- [Provided passage]:
^^^^^^^^^^^^^^^^
I’m Azeem, in my early 20's from Rochdale. I was born with an eye condition which means I have no sight in my right eye and just light perception in my left. I am currently in my third year of study at the University of Salford studying Business Management with Sport.
Alongside my studies, I have the honour of playing Blind Football for my country. I am a representative of the England and Great Britain Blind Football team, having the honour of playing a Paralympic sport all over the world against some of the best players in the sport.
I am a qualified sport and football coach channelling my passion of playing and using it as a tool to inspire and engage young people. I work for an organisation which delivers practical and interactive activities in educational institutions and small / medium businesses, whilst aiming to raise the awareness of disabilities, teamwork and communication.
- What inspired you to follow the career path you have?
^^^^^^^^^^^^^^^^
- [Dataset content]:
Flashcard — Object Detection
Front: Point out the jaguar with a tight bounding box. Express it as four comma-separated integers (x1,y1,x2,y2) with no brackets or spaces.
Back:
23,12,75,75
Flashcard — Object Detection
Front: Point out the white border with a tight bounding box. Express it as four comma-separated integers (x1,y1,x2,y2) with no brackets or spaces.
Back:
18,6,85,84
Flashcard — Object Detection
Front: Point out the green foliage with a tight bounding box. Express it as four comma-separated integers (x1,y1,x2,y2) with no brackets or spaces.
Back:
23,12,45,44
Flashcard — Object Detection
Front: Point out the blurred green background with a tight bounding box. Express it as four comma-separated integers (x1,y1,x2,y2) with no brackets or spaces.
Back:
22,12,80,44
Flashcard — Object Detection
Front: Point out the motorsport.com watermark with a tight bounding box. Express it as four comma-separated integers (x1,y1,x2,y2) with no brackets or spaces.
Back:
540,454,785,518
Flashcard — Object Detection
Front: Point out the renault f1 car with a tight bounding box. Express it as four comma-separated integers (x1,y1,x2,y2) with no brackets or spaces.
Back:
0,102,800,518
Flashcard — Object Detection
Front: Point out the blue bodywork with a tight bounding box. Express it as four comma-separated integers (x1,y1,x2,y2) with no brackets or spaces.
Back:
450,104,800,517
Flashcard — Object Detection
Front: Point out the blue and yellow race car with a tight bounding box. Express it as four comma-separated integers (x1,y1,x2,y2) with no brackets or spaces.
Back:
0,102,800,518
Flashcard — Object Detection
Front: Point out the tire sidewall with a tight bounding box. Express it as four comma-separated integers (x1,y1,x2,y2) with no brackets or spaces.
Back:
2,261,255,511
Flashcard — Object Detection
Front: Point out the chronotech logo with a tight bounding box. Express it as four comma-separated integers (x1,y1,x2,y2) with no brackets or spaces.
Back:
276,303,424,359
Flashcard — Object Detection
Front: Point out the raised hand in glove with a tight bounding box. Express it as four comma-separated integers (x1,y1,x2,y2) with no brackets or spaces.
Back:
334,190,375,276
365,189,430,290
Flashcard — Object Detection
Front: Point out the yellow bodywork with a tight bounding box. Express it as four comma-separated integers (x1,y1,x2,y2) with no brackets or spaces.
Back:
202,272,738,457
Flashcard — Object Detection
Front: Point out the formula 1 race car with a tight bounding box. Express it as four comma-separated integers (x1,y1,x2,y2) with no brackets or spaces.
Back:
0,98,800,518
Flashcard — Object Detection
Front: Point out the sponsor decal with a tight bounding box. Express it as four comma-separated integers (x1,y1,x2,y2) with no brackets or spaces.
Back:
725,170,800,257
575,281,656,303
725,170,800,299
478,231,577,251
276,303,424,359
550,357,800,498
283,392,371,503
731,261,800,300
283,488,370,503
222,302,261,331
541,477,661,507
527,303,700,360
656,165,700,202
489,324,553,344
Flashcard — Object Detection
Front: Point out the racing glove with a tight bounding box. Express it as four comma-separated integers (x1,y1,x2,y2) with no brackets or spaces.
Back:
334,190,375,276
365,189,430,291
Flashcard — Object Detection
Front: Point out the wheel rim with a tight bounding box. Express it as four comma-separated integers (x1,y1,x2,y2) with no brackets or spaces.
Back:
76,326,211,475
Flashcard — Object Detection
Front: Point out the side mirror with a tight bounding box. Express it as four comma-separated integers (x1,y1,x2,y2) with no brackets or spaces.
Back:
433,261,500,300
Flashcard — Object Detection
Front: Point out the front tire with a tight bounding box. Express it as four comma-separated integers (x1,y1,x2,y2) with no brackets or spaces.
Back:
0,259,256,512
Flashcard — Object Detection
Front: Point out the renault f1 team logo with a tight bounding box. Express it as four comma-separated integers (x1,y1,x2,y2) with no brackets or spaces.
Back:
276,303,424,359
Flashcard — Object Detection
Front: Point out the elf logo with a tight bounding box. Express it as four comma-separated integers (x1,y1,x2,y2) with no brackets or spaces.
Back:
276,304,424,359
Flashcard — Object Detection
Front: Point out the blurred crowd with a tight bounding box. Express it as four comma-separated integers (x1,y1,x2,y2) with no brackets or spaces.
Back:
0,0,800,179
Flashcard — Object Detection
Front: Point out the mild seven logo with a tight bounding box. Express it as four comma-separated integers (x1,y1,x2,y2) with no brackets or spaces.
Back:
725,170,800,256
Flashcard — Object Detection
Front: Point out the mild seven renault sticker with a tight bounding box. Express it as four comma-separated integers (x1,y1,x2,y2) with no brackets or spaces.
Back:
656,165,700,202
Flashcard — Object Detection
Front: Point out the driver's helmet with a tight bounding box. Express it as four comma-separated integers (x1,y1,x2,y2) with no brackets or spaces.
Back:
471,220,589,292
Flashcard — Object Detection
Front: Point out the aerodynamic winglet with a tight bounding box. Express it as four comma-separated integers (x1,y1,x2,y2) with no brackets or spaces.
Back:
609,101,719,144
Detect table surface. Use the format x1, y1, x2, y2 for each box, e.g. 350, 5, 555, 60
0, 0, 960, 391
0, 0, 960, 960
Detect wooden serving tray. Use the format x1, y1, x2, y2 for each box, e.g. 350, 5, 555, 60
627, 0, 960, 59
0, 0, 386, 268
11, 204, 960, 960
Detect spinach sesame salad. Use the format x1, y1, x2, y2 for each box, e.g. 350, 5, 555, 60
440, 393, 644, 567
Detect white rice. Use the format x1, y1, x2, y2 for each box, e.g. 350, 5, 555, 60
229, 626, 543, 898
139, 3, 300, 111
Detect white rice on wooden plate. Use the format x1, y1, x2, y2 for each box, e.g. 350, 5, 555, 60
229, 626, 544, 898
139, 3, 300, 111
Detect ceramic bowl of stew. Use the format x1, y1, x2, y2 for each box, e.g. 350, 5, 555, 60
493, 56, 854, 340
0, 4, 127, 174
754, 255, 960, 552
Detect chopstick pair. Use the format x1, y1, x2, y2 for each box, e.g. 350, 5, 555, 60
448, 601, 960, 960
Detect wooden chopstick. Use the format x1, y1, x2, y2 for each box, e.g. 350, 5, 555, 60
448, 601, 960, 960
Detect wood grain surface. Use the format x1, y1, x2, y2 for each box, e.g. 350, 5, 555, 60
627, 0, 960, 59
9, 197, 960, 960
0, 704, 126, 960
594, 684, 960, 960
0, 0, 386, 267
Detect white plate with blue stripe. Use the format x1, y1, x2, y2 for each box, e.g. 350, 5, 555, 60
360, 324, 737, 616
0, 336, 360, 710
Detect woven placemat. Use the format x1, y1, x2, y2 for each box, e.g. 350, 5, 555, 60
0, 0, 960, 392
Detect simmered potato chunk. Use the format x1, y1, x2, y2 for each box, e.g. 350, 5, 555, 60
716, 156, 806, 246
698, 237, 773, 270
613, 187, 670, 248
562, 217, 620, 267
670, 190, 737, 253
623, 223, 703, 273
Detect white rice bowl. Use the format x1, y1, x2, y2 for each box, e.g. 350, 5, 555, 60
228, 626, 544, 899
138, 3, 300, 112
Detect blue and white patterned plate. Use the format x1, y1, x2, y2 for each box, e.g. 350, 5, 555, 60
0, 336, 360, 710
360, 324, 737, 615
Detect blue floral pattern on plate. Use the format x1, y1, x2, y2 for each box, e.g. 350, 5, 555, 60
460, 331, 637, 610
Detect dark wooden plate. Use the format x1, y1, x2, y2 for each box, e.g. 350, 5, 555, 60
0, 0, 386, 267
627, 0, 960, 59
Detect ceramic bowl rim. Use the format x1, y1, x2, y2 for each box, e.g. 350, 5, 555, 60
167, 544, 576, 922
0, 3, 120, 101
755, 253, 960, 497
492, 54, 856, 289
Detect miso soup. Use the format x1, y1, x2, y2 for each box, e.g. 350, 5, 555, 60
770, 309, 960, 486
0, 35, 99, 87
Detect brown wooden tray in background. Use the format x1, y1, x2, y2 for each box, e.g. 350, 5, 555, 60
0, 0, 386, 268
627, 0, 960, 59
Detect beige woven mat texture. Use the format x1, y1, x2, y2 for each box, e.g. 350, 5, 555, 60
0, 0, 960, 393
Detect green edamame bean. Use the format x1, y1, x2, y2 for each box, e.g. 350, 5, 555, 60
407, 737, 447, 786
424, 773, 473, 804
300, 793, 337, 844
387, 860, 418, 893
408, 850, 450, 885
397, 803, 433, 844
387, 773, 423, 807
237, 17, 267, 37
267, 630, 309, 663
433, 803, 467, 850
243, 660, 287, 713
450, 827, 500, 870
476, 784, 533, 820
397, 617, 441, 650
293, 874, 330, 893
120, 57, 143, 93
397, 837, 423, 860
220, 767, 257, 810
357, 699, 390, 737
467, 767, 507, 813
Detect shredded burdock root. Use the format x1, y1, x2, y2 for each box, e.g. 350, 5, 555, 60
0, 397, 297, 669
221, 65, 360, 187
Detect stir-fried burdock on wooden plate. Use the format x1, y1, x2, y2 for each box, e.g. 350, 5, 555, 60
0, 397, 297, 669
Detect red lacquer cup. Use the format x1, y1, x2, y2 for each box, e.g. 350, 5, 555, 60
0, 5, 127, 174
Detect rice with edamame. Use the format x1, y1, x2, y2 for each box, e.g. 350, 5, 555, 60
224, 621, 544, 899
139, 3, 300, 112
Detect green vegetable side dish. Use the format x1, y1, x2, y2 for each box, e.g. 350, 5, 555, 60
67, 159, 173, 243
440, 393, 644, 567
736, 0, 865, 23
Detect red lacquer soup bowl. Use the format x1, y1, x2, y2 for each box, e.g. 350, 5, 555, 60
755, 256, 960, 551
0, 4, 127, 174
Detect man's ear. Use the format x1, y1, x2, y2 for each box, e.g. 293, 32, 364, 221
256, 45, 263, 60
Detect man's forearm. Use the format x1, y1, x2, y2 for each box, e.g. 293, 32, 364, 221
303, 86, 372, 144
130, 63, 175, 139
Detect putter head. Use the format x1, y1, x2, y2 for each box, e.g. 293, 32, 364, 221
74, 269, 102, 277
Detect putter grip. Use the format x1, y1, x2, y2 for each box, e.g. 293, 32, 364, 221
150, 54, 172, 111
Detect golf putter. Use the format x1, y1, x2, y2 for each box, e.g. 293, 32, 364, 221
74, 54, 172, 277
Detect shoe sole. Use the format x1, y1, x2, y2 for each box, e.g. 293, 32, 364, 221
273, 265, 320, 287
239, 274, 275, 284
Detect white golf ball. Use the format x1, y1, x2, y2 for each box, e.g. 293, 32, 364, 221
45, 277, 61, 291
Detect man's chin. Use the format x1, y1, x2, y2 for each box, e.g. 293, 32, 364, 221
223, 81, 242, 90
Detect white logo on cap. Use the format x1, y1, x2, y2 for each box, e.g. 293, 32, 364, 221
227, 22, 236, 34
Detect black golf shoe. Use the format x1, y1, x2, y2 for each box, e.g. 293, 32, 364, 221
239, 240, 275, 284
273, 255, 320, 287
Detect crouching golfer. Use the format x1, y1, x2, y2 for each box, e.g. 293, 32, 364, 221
^^^^^^^^^^^^^^^^
- [Task objective]: In the introduction by Azeem, which course is he studying, and at which university?

- [Output]: He is studying Business Management with Sport at the University of Salford.